» **THE TASK**
Count how many lines of the items below contain the word "leather", and reply with that number alone.

» **RAW DATA**

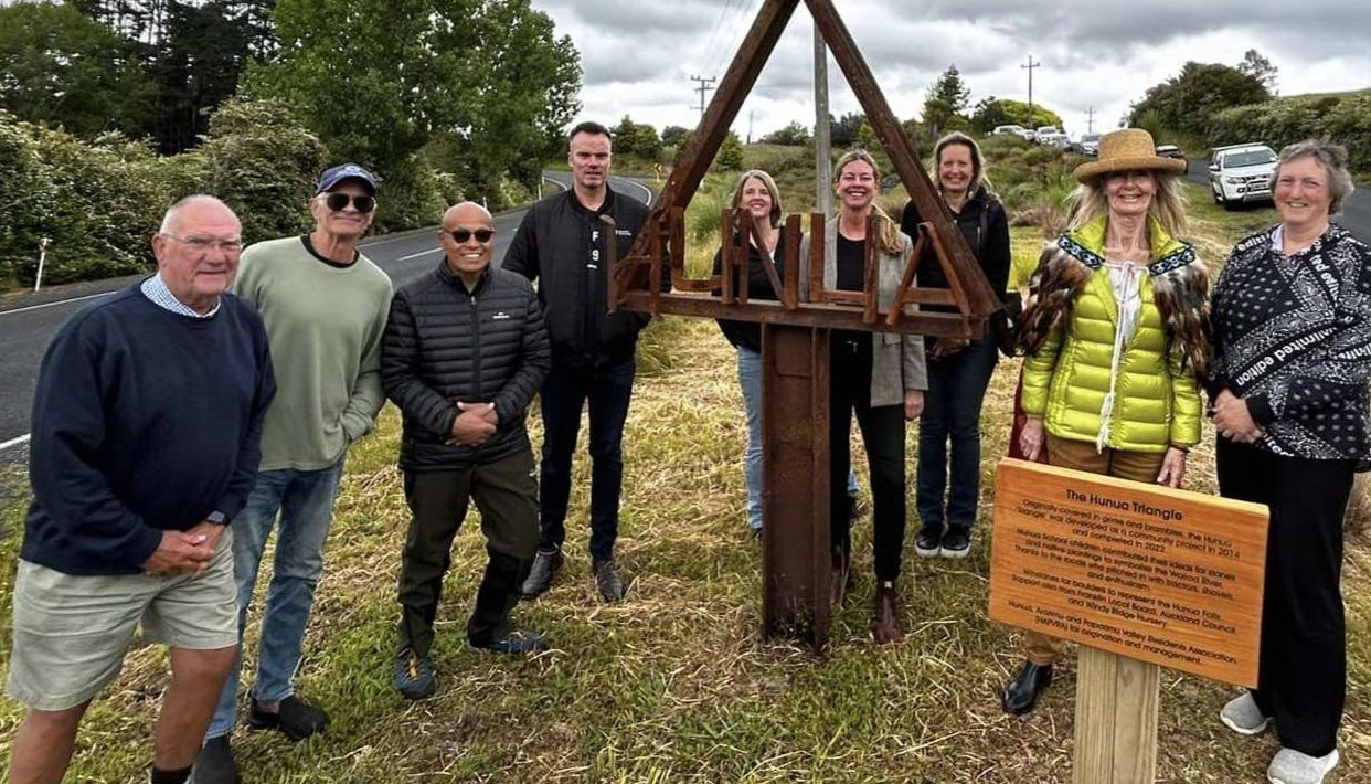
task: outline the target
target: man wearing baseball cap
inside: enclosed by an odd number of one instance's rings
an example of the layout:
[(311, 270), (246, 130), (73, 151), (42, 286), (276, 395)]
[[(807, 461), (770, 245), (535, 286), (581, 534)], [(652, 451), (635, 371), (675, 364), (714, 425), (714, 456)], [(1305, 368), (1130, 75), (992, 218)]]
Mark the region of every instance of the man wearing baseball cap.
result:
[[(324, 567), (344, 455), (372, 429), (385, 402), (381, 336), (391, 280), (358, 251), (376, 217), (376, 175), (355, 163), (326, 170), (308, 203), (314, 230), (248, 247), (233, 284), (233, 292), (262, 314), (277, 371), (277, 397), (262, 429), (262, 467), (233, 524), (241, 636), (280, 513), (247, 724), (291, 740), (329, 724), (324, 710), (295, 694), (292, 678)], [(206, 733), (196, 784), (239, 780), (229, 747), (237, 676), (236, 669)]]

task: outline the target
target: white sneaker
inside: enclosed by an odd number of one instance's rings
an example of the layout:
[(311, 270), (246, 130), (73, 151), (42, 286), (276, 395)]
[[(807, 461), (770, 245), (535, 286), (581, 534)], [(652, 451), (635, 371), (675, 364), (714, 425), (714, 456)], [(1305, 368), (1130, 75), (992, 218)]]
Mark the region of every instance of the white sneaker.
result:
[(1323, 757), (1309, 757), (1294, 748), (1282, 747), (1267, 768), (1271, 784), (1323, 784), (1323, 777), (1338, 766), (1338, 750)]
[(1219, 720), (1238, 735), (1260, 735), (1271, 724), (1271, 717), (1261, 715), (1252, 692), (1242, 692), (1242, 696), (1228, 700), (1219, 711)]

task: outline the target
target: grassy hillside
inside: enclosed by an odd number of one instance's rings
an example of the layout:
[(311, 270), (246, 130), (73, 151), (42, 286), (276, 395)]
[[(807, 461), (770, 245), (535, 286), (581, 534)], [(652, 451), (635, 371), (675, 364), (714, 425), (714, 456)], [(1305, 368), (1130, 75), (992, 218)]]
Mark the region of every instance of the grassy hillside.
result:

--

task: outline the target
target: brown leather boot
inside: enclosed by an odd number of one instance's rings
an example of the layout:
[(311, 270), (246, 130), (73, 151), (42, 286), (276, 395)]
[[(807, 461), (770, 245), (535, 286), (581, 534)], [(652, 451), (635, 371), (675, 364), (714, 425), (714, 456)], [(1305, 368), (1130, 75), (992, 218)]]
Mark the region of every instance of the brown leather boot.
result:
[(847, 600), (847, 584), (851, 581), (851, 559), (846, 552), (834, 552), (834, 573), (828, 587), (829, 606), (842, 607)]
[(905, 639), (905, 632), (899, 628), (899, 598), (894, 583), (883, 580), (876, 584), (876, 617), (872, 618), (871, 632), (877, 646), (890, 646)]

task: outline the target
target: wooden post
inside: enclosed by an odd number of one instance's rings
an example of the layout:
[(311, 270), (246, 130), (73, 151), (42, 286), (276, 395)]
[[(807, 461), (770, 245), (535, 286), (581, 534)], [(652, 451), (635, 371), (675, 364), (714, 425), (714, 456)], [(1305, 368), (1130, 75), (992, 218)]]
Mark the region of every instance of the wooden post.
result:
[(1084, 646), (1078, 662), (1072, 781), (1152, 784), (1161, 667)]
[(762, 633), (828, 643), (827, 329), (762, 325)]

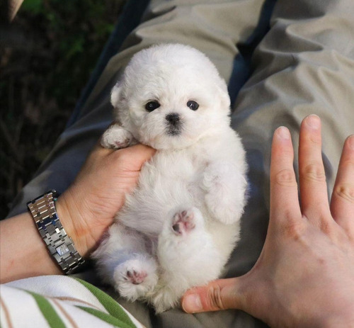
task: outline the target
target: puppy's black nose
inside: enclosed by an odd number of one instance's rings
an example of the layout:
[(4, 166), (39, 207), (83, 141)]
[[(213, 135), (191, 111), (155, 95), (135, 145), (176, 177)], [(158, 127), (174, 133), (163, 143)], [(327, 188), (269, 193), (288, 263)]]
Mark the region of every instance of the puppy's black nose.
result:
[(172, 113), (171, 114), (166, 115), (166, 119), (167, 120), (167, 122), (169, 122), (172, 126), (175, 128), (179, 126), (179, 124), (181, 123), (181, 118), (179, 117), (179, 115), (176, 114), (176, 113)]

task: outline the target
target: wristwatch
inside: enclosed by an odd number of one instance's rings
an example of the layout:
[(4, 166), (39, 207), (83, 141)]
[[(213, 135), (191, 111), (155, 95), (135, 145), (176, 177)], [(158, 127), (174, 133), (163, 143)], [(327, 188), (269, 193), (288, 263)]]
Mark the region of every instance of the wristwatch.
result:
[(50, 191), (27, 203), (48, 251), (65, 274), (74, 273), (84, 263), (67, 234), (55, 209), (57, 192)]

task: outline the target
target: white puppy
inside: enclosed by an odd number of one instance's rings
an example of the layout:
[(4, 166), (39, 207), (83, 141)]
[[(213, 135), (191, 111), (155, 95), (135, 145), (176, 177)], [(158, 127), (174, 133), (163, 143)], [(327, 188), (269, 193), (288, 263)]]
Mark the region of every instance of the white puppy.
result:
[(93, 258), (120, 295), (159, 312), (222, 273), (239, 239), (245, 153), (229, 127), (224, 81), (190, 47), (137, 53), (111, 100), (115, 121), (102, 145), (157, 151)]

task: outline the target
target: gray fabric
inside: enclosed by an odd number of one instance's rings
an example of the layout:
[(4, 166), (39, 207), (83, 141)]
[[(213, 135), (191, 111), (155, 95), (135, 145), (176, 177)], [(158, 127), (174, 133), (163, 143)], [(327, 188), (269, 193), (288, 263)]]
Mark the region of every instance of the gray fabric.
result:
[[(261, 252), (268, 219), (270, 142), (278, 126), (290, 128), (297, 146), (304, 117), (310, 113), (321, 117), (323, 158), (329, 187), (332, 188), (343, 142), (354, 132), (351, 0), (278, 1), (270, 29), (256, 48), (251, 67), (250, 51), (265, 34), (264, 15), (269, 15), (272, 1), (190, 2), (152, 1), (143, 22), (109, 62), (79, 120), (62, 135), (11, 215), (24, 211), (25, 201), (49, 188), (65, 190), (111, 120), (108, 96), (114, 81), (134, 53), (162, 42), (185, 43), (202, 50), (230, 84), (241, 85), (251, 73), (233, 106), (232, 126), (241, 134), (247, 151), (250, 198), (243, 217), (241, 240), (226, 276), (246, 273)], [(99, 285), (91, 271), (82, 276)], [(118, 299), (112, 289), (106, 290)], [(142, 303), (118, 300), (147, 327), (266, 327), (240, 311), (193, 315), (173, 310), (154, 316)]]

» **EXERCISE OUTPUT**
2